__Records supplied__:
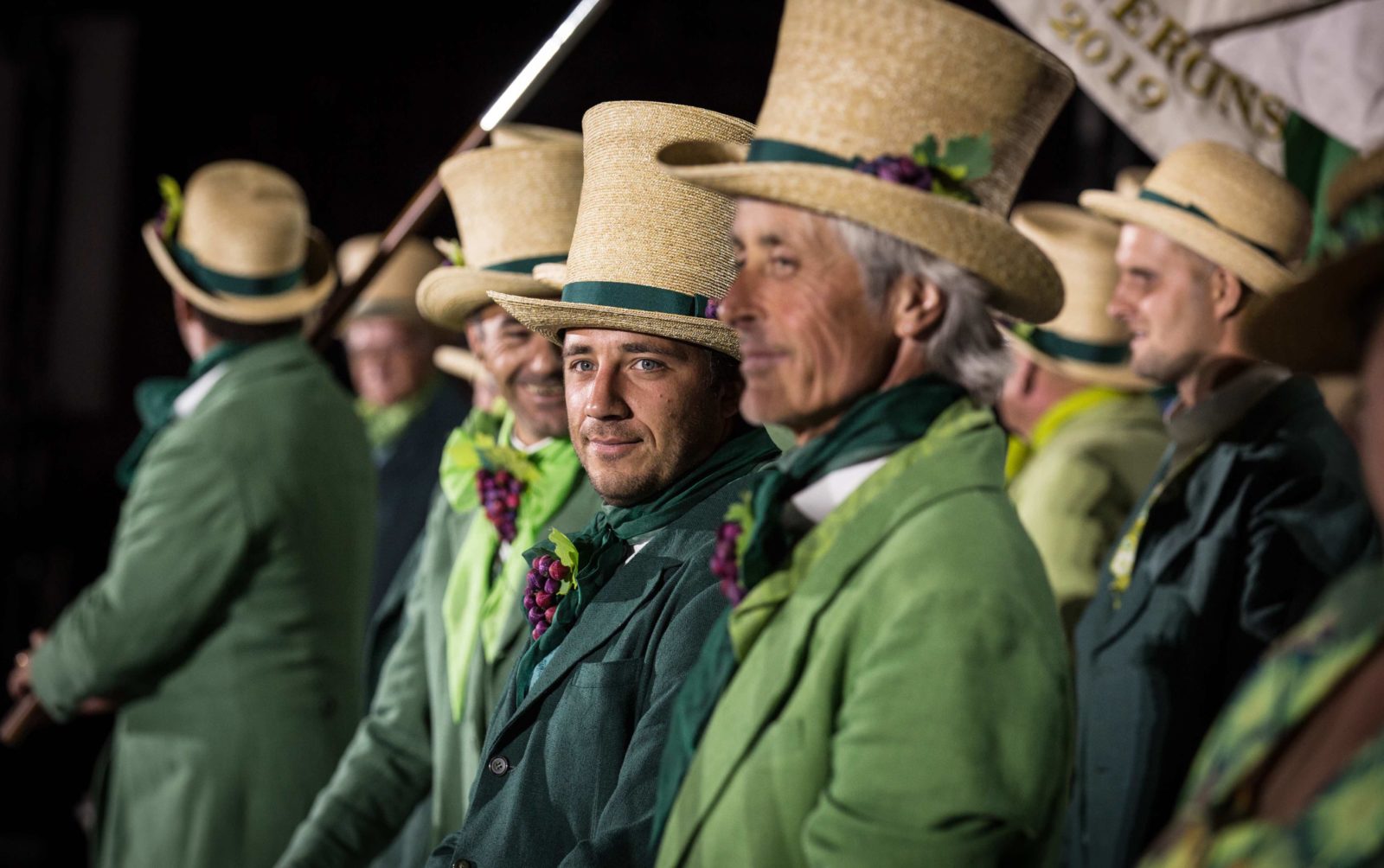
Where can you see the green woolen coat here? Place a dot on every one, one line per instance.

* * *

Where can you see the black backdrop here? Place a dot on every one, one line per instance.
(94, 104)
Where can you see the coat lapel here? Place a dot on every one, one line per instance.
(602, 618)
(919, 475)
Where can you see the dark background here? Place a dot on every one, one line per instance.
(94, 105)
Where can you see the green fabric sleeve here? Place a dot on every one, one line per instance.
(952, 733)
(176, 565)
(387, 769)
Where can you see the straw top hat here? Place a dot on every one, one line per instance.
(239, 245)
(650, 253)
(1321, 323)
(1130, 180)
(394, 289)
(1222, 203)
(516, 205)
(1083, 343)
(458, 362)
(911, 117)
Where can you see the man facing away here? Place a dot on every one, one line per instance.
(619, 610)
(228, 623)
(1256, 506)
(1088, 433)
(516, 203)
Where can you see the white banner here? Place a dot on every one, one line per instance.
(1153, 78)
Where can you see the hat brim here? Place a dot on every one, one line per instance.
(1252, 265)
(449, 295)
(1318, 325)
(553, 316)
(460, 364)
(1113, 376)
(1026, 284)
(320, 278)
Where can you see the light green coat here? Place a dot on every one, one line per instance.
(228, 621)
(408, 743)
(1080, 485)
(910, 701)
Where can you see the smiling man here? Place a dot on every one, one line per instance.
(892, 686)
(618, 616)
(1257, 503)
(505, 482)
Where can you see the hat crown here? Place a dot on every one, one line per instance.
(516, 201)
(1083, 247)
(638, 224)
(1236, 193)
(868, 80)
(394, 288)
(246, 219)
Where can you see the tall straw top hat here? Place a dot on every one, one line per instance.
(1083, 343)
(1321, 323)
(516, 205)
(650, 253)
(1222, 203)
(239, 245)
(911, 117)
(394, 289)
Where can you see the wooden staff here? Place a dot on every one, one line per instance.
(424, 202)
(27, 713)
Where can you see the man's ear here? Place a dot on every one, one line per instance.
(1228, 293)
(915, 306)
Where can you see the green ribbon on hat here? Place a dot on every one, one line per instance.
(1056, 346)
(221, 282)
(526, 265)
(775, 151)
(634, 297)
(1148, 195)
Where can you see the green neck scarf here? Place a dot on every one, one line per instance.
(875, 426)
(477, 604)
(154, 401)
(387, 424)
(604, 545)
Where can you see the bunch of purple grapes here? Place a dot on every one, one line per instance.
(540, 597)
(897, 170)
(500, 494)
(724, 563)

__Exercise instructions__: Report each line of the listing above that contains the word "green".

__The result__:
Where can you see the green woolen coat here? Place a dot on every one, one line per instance.
Where can you see the green fabric sleeve here? Place a dot on every one, one line per instance.
Where can you see the light green coat here? Place a dot on every one, one line per instance.
Where can you see the green ribbon on hat here? Place a dot on every one, one line per instance.
Where can you see the green neck scarf here? Place a dot on every one, one line per instance.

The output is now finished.